§ Verilen Metin:

****

İdari Yargıda İş Yükünün Azaltılması Amacıyla Bazı Kanun Ve Kanun Hükmünde Kararnamelerde Değişiklik Yapılmasına Dair Kanun Taslağının 17’nci maddesi, İdari Yargılama Usulü Kanununun 15’inci maddesinde değişiklikler öngörmektedir. Anılan 15’inci madde, idari yargı yerinde açılan davaya ait dilekçeler üzerinde, aynı Kanunun 14’üncü maddesi uyarınca yapılacak ilk inceleme sonucunda noksanlık görülmesi durumunda verilebilecek kararları ve bu kararların sonuçlarını düzenlemektedir.
Taslakta, yapılması öngörülen bu değişiklikler;
1 – Maddenin 1’inci fıkrasının değiştirilmesinden,
2 – 1’inci fıkradan sonra gelmek üzere yeni bir 2’nci fıkra eklenerek, sonraki fıkraların buna göre teselsül ettirilmesinden,
3 – Maddenin 4’üncü fıkrasının değiştirilmesinden,
4 – Maddenin yürürlükteki 5’inci fıkrasındaki “1 inci” ibaresinin “Birinci” olarak değiştirilmesinden,
İbarettir.

****

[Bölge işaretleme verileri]
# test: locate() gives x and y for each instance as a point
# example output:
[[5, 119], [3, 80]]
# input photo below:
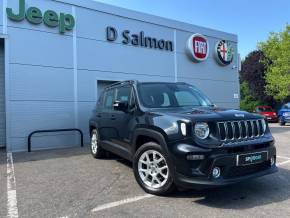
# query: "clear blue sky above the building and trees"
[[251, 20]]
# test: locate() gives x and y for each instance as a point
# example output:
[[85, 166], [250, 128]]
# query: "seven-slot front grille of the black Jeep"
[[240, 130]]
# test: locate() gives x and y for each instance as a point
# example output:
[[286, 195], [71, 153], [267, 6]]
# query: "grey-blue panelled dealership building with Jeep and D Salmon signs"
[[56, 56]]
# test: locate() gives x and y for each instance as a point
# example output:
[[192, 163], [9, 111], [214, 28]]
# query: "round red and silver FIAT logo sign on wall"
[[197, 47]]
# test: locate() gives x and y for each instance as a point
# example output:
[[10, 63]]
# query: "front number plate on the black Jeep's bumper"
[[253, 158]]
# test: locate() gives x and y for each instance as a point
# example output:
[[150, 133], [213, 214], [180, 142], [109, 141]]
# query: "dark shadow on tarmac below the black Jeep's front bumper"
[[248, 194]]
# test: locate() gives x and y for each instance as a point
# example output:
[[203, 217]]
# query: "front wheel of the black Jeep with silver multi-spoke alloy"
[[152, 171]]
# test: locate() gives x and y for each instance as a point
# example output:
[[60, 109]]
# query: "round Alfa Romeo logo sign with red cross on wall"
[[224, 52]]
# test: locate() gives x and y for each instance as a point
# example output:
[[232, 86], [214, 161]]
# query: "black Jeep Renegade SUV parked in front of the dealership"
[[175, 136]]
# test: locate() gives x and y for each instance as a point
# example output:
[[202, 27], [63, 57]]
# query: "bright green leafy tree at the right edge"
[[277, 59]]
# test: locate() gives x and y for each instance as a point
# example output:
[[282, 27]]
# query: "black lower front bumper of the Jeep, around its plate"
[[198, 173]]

****

§ Alıştırma Seti:
1. Kanun taslağıyla ilgili metne göre aşağıdaki soruları yanıtlayın.
(a) Taslağın hangi maddesi, İdari Yargılama Usulü Kanununun 15'inci maddesinde değişiklikler öngörmektedir?
(b) Dilekçeler üzerindeki ilk inceleme, aynı Kanunun hangi maddesi uyarınca yapılır?
(c) Yürürlükteki 5'inci fıkradaki "1 inci" ibaresinin hangi ibareyle değiştirilmesi öngörülmektedir?
2. Kanun taslağıyla ilgili metni kaldığı yerden sürdürün.

§ Yanıtlar:
1.
(a) 17'nci maddesi.
(b) 14'üncü maddesi.
(c) "Birinci" ibaresiyle.

2.
Şimdi, bu değişitlikleri inceleyelim:
1 – 15’inci maddenin 1’inci fıkrası için önerilen düzenleme;
“1. Danıştay veya idare ve vergi mahkemelerince yukarıdaki maddenin üçüncü fıkrasında yazılı hususlarda kanuna aykırılık görülürse, 14 üncü maddenin üçüncü fıkrasının;
a) (a) bendine göre adli ve askeri yargının görevli olduğu konularda açılan davaların reddine; idari yargının görevli olduğu konularda ise görevli veya yetkili olmayan mahkemeye açılan davanın görev veya yetki yönünden reddedilerek dava dosyasının görevli veya yetkili mahkemeye gönderilmesine,
b) (c), (d) ve (e) bentlerinde yazılı hallerde davanın reddine,
c) (f) bendine göre, davanın hasım gösterilmeden veya yanlış hasım gösterilerek açılması halinde, dava dilekçesinin tespit edilecek gerçek hasma tebliğine,
d) (g) bendinde yazılı halde yedi gün içinde 3 ve 5 inci maddelere uygun şekilde yeniden düzenlenmek veya noksanları tamamlanmak yahut (c) bendinde yazılı hallerde, ehliyetli olan şahsın avukat olmayan vekili tarafından dava açılmış ise yedi gün içinde bizzat veya bir avukat vasıtasıyla dava açılmak üzere dilekçelerin reddine,
e) (b) bendinde yazılı halde dilekçelerin görevli idare merciine tevdiine,
Karar verilir.” şeklindedir.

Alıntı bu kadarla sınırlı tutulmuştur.